Technology Overview
Black silicon (b-Si) is an interesting bionic architecture for optoelectronics because of its extremely low reflectance on wide ranges of wavelength and incident angles. This Technology Offer is an original, efficient technique to produce wafer-scale (6-12 inches) subwavelength b-Si with an ultra-low light reflectance. As Germanium-X (X=metal) thin alloy film is acting as the self-mask layer, the fabrication process is also low cost and CMOS compatible.
Potential Applications
The black silicon developed in this process exhibits enhanced optical absorption properties, making it promising for commercial applications in solar cells, photodetectors, and photocatalytic water splitting. The active surface area is essential for drug delivery, lithium-ion batteries, and various sensors.
********************
Requirement A
In the black silicon technology offer, what serves as the self-mask layer during fabrication?
Requirement B
Continue the black silicon technology offer from its last sentence.
The records that follow come from a separate source and are unrelated to the black silicon text.
********************
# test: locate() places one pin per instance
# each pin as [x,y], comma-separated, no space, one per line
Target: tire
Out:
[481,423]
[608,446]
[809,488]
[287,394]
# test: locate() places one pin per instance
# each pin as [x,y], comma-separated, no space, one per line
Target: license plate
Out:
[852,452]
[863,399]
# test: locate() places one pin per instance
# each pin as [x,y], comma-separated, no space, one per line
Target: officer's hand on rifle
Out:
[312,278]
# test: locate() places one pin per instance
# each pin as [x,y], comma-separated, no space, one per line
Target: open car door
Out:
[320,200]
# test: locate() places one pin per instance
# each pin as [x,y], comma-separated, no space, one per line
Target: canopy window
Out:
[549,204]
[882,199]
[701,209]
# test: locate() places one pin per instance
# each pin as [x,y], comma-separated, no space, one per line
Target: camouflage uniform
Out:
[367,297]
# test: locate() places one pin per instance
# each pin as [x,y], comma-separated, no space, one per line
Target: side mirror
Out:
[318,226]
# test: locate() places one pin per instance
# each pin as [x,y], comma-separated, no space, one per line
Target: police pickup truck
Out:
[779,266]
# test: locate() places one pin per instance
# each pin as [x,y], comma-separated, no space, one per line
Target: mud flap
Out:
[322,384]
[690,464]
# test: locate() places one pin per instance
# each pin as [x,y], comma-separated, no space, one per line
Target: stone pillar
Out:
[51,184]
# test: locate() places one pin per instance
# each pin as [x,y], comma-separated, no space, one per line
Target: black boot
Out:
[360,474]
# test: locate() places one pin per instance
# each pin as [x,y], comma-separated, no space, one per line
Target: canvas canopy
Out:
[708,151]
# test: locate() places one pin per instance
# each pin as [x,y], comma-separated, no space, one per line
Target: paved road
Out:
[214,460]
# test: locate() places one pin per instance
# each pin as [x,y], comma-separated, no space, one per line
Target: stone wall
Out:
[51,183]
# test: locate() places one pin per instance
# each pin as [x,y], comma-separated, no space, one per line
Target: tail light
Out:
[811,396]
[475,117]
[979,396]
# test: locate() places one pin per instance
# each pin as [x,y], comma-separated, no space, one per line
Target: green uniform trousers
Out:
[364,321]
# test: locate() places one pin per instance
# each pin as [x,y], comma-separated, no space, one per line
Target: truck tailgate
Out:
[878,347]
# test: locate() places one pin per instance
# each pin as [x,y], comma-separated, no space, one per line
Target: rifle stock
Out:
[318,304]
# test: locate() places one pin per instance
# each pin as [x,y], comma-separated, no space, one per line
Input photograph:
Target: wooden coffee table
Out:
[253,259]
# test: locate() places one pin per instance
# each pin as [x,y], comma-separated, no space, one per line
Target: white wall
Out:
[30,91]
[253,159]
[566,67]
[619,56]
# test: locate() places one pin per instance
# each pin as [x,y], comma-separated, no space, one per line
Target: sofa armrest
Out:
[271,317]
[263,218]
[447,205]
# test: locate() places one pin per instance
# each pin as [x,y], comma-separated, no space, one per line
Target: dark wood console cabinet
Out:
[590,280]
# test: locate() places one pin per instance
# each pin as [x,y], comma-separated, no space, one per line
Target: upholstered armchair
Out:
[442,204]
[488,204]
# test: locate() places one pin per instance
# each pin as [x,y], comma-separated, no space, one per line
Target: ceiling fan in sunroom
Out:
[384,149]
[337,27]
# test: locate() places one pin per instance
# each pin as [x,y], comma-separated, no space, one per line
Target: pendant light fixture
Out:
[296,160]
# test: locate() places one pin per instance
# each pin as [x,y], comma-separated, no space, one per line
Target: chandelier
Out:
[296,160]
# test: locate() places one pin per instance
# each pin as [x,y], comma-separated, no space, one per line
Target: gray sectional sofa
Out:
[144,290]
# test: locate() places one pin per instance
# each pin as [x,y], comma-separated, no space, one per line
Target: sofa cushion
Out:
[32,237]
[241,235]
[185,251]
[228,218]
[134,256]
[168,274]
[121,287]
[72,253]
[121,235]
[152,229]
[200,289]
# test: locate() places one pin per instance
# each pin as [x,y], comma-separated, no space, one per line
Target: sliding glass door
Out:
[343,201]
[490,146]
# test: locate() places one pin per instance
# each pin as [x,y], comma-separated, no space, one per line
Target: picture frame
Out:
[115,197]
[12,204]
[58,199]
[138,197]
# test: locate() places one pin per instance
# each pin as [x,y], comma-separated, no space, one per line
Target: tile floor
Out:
********************
Task answer A
A Germanium-X (X=metal) thin alloy film serves as the self-mask layer.

Task answer B
Customer Benefits
Nowadays, the industries use many kinds of black silicon. Processes to nanotexture surfaces include metal-assisted wet etching, RIE, and laser processing. Black silicon providing broadband light antireflection has become a versatile substrate for photodetectors, photo-electrocatalysis, sensors, and photovoltaic devices. However, the existing fabrication methods mainly suffer from single morphology, chemical contaminations, low yield, or frangibility.This original, efficient technique could produce wafer-scale (6-12 inches) subwavelength black silicon with an ultra-low light reflectance (1-3%, 400-1000 nm). It could enhance the efficiency of commercial silicon solar cells (>2%) and could reduce the manufacturing costs as well. Furthermore, this black silicon could used in the photodetector between the UV to IR wavelength with an enhanced photocurrent.